文本片段 -
- - -
时间数据库Whisper的实现简介

TL;DR 本文从代码级别详细介绍了 Whisper 的实现和一些其中用到的编程技巧

什么是Whisper

很多人熟悉著名的指标监控系统：Graphite

这里有一些来自Graphite官方的介绍，翻译成中文后大致是：

Graphite是一个运行在廉价硬件上的企业级的监控工具

Graphite做两件事：

存储数值化的时间序列数据

按需渲染数据图形

Whisper是Graphite核心组件之一。负责“存储数值化的时间序列数据”的两个部分：一个是负责接收网络数据的Carbon组件，另一个就是负责存储到磁盘的Whisper组件。

正式的说，Whisper是为Graphite项目定制的时间序列数据库（或者软件库），其本身也是可以单独作为或者集成为通用的时间数据库。

重要:

以下代码／结构分析基于whisper==0.9.10，不同的版本可能会存在变动。

数据库结构总揽

综述

一个Whisper数据库，由单个文件构成。这个文件可以分成三个部分：Header，Archives，data。每个部分都是C兼容的数据结构构成，在实现上whisper使用struct库来实现pack和unpack。每一个archive都对应着一个precision不同的存储区域。

Header由四个字段构成：aggregationType, maxRetention, xff, archiveCount

aggregationType

数据类型：Long int (aka ‘L’ in struct format), 用来控制高精度向低精度聚合时采用的策略（算法）具体策略如下：

aggregationTypeToMethod = dict({
  1: 'average',
  2: 'sum',
  3: 'last',
  4: 'max',
  5: 'min',
  6: 'avg_zero'
})

maxRetention

数据类型：Long int, 该数据库能够存储的最大时间长度（单位秒）

xff

全称: xFilesFactor, 数据类型：Float (aka ‘f’ in struct format), 当higher precision向lower precision聚合时，如果有效数据低于这个threshold，那么聚合后的结果将设置成None。

archiveCount

数据类型：Long int, 描述archive的数量

Data

这个部分表示具体的数据点，数据点线性排列在文件中，每个数据点有两个部分构成：Interval, data

Interval

数据类型：Long int，表示时间戳（从UNIX纪元 (aka 1970-01-01 00:00 UTC) 开始的秒数）

data

数据类型：double (aka ’d’ in struct format)，表示具体的metric数值

总结

ASCII art 图表

+-------------------------------------------------------------------------+
|AT|MR|xff|AC|offset|SPP|points|      ...      |Interval|data|     ...    |
+-------------------------------------------------------------------------+
|            |   Archive One   |      ...      |  Point One  |     ...    |
+-------------------------------------------------------------------------+
|    Header  |             Archives            |            Data          |
+-------------------------------------------------------------------------+
|                              Whisper file                               |
+-------------------------------------------------------------------------+

AT: aggregationType
MR: maxRetention
AC: archiveCount
SPP: secondsPerPoint

创建数据库

参数

关键参数：

path 数据库文件的路径
archiveList
xFilesFactor=None
aggregationMethod=None

archiveList

# Validate archive configurations...
- - -
所给信息 -

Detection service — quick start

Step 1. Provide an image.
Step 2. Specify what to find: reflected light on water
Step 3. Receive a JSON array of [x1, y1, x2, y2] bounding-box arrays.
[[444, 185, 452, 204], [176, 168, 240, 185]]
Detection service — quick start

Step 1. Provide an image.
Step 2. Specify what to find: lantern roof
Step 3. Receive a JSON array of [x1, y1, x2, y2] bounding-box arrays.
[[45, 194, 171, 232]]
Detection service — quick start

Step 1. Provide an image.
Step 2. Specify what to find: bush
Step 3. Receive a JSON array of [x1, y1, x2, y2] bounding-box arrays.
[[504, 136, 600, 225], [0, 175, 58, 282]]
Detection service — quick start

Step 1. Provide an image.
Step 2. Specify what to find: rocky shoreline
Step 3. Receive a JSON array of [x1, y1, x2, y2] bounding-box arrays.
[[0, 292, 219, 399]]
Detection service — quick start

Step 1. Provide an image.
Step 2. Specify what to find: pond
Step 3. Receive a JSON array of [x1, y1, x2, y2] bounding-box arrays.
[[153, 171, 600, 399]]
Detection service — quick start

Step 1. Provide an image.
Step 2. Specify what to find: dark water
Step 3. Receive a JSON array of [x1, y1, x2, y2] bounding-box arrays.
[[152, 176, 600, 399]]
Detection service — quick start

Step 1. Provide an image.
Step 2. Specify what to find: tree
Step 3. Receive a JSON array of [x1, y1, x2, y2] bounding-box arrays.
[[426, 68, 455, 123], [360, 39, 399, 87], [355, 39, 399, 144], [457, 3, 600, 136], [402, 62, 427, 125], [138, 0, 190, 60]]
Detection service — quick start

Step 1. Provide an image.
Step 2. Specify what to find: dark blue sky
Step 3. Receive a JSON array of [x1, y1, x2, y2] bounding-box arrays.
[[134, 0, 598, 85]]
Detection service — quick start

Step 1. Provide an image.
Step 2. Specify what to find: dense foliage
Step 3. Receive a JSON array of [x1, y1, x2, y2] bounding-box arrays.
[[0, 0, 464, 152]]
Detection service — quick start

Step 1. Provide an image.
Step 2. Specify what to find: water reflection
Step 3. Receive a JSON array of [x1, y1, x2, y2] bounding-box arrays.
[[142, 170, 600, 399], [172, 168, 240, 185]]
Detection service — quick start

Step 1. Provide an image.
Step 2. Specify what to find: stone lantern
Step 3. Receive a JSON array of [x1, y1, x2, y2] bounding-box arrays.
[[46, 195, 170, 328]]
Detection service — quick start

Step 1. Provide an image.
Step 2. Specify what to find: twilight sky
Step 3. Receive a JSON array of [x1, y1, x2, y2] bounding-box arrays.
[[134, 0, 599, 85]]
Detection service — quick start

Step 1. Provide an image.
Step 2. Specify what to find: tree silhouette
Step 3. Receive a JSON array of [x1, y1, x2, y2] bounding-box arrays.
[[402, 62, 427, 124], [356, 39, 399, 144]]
- - -
任务说明 -
• 1. 请列出Whisper实现简介中 aggregationTypeToMethod 字典所列的全部聚合策略名称。
• 2. 请将Whisper实现简介中的这句话译成英文：“正式的说，Whisper是为Graphite项目定制的时间序列数据库（或者软件库），其本身也是可以单独作为或者集成为通用的时间数据库。”
• 3. 请原样输出Whisper实现简介中从“很多人熟悉著名的指标监控系统：Graphite”起一直到“到磁盘的Whisper组件。”为止的全部内容。

任务结果 -
• 1. average、sum、last、max、min、avg_zero

• 2. Formally speaking, Whisper is a time-series database (or software library) customized for the Graphite project, and it can also be used on its own or integrated as a general-purpose time-series database.

• 3.
很多人熟悉著名的指标监控系统：Graphite

这里有一些来自Graphite官方的介绍，翻译成中文后大致是：

Graphite是一个运行在廉价硬件上的企业级的监控工具

Graphite做两件事：

存储数值化的时间序列数据

按需渲染数据图形

Whisper是Graphite核心组件之一。负责“存储数值化的时间序列数据”的两个部分：一个是负责接收网络数据的Carbon组件，另一个就是负责存储到磁盘的Whisper组件。